▶ _TASK MATERIAL_:

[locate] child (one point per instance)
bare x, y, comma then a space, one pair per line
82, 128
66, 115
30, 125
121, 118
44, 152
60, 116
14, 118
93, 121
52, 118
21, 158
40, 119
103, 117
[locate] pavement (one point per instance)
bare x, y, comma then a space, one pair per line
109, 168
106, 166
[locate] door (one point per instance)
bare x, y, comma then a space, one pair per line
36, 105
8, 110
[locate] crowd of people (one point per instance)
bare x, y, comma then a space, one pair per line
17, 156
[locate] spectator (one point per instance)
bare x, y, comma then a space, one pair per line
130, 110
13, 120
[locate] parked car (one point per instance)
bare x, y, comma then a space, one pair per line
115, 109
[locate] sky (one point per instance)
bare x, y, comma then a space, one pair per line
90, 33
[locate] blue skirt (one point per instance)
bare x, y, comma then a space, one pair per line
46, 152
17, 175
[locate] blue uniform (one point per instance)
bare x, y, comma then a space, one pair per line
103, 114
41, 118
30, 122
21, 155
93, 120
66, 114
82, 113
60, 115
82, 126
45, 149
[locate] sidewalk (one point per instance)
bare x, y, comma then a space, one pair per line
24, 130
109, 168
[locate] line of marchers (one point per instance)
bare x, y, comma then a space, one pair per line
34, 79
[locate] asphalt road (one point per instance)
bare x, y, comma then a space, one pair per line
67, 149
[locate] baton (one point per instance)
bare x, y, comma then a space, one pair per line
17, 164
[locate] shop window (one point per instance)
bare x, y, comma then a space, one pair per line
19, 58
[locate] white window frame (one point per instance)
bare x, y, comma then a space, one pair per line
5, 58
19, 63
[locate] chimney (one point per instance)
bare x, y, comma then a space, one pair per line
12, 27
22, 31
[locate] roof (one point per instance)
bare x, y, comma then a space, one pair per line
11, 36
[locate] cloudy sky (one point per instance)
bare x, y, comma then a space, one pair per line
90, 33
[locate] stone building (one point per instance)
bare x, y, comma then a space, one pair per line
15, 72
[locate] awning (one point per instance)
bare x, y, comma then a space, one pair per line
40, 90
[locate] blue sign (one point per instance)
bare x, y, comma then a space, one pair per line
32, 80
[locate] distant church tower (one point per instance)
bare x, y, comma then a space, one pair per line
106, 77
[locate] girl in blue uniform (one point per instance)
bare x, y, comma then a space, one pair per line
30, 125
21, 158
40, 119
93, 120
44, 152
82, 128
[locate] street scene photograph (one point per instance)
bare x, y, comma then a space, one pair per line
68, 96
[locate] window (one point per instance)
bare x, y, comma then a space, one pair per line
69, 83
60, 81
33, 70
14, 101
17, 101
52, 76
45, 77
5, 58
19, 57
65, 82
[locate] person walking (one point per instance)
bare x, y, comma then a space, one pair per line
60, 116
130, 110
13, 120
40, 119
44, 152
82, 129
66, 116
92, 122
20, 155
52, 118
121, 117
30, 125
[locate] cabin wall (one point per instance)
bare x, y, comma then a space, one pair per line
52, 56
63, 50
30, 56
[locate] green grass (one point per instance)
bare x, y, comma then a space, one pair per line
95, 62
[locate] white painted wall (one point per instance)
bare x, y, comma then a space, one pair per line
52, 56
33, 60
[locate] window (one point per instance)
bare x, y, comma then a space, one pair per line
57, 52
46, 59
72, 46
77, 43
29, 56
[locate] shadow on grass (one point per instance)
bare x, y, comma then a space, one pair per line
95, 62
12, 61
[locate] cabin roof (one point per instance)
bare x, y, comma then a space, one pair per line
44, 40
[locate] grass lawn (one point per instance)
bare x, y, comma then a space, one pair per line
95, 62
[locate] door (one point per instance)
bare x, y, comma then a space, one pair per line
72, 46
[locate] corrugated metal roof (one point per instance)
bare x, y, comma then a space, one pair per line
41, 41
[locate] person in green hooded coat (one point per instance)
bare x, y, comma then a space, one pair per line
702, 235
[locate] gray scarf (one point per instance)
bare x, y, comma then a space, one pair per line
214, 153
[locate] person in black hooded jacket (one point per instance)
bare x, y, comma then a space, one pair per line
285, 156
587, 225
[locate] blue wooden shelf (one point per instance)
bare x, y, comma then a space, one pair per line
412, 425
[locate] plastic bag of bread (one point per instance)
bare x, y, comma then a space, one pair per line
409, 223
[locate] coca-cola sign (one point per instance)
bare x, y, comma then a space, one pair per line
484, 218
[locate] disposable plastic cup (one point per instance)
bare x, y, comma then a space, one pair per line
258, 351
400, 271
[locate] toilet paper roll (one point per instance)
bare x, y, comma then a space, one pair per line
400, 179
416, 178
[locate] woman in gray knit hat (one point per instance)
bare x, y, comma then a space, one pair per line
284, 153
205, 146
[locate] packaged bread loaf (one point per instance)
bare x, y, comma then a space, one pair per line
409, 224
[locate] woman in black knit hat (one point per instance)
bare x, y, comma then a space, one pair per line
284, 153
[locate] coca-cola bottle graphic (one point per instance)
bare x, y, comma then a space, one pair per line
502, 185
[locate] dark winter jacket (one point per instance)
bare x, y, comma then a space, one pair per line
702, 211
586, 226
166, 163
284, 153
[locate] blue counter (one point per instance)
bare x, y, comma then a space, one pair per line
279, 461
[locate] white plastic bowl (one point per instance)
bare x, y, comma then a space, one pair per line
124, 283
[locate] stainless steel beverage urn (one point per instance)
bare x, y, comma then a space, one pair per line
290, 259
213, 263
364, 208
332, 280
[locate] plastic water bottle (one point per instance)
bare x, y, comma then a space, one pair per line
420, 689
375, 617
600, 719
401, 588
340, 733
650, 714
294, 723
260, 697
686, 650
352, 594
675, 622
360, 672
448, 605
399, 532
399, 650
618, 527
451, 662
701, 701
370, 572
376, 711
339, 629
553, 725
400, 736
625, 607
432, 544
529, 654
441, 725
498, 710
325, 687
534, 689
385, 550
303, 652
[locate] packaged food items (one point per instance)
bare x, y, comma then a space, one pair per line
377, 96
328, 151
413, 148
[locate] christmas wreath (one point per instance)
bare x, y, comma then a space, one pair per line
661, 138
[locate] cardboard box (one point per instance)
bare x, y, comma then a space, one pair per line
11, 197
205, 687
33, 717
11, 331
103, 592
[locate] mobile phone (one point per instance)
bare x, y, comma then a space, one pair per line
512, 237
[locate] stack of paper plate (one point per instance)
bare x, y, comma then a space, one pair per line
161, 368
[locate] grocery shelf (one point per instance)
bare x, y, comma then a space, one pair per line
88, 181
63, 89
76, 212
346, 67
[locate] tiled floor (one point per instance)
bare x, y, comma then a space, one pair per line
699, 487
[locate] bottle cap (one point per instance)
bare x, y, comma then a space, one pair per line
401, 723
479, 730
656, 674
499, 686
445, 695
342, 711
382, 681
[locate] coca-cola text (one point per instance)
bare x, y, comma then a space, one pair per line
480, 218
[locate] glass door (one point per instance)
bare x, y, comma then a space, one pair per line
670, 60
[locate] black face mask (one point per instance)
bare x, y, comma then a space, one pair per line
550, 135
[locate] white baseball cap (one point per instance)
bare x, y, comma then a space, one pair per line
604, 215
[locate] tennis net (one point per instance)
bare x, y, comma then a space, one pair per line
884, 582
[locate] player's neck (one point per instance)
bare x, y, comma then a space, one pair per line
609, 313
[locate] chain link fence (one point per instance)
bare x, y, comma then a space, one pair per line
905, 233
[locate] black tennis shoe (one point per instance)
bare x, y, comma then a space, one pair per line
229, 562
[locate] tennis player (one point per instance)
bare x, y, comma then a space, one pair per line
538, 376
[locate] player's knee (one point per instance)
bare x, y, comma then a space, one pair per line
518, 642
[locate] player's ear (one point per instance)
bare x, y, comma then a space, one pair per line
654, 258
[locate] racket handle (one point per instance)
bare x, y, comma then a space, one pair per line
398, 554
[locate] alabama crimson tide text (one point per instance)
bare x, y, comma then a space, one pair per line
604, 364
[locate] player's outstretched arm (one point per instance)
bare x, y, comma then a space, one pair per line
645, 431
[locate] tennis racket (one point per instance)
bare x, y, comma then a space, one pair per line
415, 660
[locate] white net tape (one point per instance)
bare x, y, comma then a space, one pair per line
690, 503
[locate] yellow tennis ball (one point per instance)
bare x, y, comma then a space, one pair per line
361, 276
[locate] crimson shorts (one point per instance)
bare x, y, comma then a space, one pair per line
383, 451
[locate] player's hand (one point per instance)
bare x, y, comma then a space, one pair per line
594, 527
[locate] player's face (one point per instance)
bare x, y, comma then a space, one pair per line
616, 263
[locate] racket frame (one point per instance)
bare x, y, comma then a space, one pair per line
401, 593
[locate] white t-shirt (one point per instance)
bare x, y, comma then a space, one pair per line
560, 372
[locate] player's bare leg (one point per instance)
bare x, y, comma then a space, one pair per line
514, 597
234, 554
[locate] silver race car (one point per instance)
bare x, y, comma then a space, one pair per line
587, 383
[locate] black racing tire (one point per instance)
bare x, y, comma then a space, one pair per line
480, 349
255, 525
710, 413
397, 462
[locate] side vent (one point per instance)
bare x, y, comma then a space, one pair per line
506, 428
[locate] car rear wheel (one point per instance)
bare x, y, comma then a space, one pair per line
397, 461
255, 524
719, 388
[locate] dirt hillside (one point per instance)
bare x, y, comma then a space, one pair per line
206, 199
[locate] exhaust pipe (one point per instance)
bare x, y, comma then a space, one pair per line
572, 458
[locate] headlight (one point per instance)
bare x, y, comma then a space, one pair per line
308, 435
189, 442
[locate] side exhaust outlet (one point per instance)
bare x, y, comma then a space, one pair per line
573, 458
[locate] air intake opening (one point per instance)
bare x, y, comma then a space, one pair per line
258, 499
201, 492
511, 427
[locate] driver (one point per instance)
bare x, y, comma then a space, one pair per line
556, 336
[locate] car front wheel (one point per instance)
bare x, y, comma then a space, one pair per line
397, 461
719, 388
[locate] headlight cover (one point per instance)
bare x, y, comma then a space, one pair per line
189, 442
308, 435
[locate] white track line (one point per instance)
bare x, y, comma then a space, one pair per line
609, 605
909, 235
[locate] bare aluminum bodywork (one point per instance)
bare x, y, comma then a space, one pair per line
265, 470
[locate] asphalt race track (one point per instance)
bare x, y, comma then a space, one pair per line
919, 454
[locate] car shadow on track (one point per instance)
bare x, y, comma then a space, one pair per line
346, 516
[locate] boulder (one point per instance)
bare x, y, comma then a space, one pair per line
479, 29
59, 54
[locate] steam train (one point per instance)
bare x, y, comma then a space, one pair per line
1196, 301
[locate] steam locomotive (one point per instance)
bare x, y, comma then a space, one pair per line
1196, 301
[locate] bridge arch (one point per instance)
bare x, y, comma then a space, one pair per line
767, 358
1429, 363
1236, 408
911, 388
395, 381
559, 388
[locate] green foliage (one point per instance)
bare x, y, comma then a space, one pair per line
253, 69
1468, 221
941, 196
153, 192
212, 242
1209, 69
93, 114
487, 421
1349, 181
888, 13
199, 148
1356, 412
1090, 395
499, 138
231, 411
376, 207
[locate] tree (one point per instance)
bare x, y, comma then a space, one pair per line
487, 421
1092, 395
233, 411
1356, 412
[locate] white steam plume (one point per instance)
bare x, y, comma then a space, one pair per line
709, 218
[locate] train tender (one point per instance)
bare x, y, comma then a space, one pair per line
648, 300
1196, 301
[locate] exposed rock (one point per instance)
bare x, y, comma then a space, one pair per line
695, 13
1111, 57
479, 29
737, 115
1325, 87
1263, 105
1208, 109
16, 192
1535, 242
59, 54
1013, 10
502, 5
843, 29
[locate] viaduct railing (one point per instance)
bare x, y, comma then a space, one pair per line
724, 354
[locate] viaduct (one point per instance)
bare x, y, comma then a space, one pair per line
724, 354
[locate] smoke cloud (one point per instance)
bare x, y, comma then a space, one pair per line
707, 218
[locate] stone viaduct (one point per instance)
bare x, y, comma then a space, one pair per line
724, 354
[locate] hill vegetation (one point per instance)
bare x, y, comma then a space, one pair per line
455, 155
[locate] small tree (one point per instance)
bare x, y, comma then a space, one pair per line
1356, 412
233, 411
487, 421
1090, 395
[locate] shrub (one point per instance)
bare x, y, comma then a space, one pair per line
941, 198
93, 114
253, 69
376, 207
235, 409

▶ _GOAL OF THE EXERCISE_: Only the lines from the one holding "[locate] green foliage" through the end of the listing should be given again, exactly and with both ends included.

▶ _TASK ANSWER_:
[locate] green foliage (one point per instance)
bare x, y, comma then a space, one pair per line
253, 69
1468, 221
941, 196
153, 192
212, 242
1209, 69
93, 114
487, 421
1349, 181
888, 13
199, 148
1356, 412
1090, 395
499, 138
231, 411
376, 207
[locate] tree (one point per instance)
bare x, y, comma then a space, one pair per line
487, 421
1092, 395
233, 411
1356, 412
[locate] white steam plume (one point per instance)
bare x, y, comma then a space, one pair per line
709, 218
[locate] train tender (one point per instance)
bare x, y, comma then a space, one pair per line
648, 300
1196, 301
[locate] exposed rock (one point per instance)
bare x, y, comma then a space, one pair per line
695, 13
1111, 57
479, 29
737, 115
1325, 87
1263, 105
1208, 109
16, 192
1535, 242
59, 54
1013, 10
502, 5
843, 29
[locate] viaduct railing (one point per instance)
bare x, y, comma then a space, one pair per line
724, 354
[locate] viaduct (one point per instance)
bare x, y, comma then a space, one pair per line
724, 354
[locate] smoke cloud (one point per instance)
bare x, y, comma then a space, one pair per line
707, 218
[locate] stone viaduct (one point per instance)
bare x, y, comma then a space, one pair per line
724, 354
[locate] hill vegetation (one point per instance)
bare x, y, comma then a space, one pair per line
455, 155
[locate] small tree (one point per instance)
bare x, y, comma then a space, one pair per line
1356, 412
233, 411
487, 421
1090, 395
[locate] shrub (one point per instance)
bare x, y, comma then a space, one pair per line
941, 198
93, 114
253, 69
376, 207
235, 409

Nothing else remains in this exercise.